## begin

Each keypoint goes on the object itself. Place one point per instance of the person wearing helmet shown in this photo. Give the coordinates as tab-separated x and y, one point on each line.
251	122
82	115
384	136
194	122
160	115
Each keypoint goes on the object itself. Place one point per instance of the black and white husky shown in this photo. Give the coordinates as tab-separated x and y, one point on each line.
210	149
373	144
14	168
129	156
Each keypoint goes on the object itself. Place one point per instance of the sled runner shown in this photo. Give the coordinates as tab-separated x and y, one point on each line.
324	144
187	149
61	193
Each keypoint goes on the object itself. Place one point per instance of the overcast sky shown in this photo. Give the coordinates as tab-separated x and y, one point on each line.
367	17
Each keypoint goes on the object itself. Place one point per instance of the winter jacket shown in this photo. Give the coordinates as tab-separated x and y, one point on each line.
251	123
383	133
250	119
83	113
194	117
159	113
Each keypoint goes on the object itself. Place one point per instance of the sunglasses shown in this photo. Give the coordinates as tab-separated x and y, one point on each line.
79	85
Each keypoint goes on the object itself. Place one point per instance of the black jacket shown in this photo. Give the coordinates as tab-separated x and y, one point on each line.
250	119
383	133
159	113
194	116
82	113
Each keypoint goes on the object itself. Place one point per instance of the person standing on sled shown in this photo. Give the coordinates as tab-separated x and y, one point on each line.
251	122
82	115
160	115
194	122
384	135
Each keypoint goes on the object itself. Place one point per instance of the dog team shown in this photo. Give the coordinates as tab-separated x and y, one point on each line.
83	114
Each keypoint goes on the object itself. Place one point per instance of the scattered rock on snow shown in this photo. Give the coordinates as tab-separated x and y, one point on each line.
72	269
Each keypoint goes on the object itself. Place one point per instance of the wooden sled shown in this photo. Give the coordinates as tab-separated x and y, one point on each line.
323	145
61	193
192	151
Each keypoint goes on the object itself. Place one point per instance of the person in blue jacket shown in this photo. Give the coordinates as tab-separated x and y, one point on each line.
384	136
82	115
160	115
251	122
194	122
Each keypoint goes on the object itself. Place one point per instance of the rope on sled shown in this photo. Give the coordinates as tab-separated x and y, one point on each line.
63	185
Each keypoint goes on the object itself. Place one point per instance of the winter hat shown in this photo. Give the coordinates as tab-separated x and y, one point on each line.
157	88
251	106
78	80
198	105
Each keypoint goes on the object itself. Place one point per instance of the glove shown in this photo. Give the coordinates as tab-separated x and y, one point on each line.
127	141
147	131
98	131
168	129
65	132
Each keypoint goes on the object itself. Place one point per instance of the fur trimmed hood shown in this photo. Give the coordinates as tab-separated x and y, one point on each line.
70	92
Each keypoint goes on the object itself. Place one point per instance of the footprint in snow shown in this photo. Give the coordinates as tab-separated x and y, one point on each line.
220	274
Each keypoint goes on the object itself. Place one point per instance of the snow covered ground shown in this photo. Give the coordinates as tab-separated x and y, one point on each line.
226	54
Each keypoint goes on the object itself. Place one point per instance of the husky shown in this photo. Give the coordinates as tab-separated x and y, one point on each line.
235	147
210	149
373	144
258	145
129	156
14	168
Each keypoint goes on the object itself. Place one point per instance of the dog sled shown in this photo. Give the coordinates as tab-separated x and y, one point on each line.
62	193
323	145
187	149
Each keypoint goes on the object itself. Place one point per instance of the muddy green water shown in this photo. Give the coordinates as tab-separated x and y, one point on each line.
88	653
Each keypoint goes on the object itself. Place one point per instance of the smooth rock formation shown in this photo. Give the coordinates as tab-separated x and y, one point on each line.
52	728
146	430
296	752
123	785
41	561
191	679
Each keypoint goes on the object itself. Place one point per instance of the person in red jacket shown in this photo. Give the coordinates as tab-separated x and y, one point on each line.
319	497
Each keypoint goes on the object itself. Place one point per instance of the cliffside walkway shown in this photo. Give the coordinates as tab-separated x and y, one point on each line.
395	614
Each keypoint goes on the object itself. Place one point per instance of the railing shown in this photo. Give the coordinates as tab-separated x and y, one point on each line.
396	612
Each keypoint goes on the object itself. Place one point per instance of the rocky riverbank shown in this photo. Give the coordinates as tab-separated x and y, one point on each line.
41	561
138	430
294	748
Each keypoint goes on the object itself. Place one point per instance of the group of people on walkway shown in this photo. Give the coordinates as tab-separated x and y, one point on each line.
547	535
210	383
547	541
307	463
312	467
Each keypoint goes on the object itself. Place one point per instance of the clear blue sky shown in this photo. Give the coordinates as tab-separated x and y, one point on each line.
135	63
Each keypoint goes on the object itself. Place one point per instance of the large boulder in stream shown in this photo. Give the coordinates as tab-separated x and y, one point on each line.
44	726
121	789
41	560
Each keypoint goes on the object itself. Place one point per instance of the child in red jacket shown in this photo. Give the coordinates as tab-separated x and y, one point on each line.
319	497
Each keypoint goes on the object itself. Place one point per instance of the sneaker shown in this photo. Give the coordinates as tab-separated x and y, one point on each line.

## end

The request:
Everything from the line containing "of the railing" to the end of the records must be written out exactly; include both of those lines and no others.

Result of this exercise:
Each keypoint goes on the object itself. Place one point per instance of the railing shown in this photo. Give the coordinates as tab-separated x and y, one point on each line.
396	612
Each keypoint goes on the object itself. Place one point per instance of the rocky riverbank shown in this photo. Give the coordinates as tab-separated x and y, one point on each line.
41	561
138	430
294	748
Each keypoint goes on the object itself. Place one point per instance of the group of people on walkway shown in this photo. Give the coordinates as tab-separated x and y, one point on each line.
547	535
210	383
547	541
307	463
312	467
Each keypoint goes on the object itself. Place one point per instance of the clear blue sky shown in this photo. Give the coordinates as tab-separated x and y, one point on each line.
135	63
Each keypoint goes on the object itself. Place one point per instance of the large boulder in stream shown in this photo. Give the coordinates as tab-separated x and y, one point on each line.
44	726
121	789
41	560
Each keypoint goes on the object itself. Place one point per instance of the child in red jacket shown in this photo. Give the coordinates as tab-separated x and y, one point on each line.
319	497
Each keypoint goes on the object itself. Place one point per instance of the sneaker shown in this photo. Give the coordinates as tab-separated x and y, one point on each line.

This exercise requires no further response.